# Exercise directions
Report every line of the data below that contains the word "wooden", copying each such line in full. Case counts.

— BEGIN —

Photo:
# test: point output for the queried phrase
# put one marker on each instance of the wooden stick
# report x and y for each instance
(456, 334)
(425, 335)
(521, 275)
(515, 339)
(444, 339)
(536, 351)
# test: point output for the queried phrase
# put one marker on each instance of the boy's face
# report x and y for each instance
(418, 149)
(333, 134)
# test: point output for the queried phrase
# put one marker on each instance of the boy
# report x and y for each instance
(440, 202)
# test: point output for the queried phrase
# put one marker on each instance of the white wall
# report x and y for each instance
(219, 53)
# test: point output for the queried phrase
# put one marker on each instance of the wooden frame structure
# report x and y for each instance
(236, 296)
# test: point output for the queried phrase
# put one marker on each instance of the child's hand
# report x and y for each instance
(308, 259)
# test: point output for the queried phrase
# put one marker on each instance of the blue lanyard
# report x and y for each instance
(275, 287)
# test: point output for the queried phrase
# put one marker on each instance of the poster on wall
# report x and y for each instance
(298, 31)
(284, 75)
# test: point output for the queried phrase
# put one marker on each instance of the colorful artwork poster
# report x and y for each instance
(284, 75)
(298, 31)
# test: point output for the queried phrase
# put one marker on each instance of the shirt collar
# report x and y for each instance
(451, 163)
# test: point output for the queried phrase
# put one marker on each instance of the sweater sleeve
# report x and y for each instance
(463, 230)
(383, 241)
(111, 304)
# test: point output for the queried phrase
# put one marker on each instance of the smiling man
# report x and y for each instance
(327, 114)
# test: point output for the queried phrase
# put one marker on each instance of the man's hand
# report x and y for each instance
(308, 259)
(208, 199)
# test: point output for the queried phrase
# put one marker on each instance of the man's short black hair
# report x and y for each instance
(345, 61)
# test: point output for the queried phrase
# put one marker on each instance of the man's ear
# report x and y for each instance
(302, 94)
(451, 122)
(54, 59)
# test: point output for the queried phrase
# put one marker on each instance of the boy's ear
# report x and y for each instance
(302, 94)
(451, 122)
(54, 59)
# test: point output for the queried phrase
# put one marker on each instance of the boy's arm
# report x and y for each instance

— END —

# Right answer
# put one marker on each instance of the wooden stick
# put one marker on each instance of the wooden frame structure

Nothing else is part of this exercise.